Reading passage =
+++++

Blended RC films were prepared by combining native and depolymerized cotton linter solutions in varying ratios and phase-inverting in water, followed by thermal annealing. Porosity, pore size and water uptake of the hydrated films decreased, while the length of the transport pathway (tortuosity) increased, as the fraction of depolymerized cellulose increased in the blended films.
Differences in methylene blue dye adsorption on phase-inverted vs. phase-inverted and thermally annealed RC films indicated that the type of non-solvent utilized for phase-inversion does not affect the internal RC film structure during the phase-inversion process. However, as the boiling point of the non-solvent increased, the amount of irreversible polymer consolidation and formation non-swelling domains (hornification) increased during the thermal annealing process. This, in turn, led to reduced porosity and solute flux through these RC films.

+++++

Challenge =
According to the passage on cellulose films, what happened to tortuosity in the blended films as the fraction of depolymerized cellulose increased?

(Entries from a point annotation set)
+++++

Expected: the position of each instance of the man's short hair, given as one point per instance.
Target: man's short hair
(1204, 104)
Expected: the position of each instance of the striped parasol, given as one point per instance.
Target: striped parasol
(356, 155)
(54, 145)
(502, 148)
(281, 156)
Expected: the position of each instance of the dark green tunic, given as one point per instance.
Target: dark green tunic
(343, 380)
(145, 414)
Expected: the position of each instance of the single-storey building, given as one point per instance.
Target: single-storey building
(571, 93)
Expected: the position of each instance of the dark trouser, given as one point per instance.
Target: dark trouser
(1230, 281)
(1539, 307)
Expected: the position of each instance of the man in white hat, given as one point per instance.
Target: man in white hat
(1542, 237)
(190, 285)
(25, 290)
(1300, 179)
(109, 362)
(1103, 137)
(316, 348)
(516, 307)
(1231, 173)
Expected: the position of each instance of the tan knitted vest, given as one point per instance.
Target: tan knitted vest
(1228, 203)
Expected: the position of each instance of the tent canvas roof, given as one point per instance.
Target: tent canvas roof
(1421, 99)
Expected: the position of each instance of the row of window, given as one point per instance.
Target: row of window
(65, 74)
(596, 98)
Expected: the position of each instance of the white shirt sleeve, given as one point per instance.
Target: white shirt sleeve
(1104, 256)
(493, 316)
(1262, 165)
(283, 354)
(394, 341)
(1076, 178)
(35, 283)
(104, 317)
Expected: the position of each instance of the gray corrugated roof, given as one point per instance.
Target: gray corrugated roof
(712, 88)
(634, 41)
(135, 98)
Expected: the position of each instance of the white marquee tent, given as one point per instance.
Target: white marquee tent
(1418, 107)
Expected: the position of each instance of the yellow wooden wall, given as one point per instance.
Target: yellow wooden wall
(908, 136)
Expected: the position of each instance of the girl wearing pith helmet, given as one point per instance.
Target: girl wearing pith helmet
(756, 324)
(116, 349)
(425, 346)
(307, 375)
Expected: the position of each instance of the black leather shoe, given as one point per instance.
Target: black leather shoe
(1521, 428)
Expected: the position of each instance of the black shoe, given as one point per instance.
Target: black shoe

+++++

Written answer =
It increased.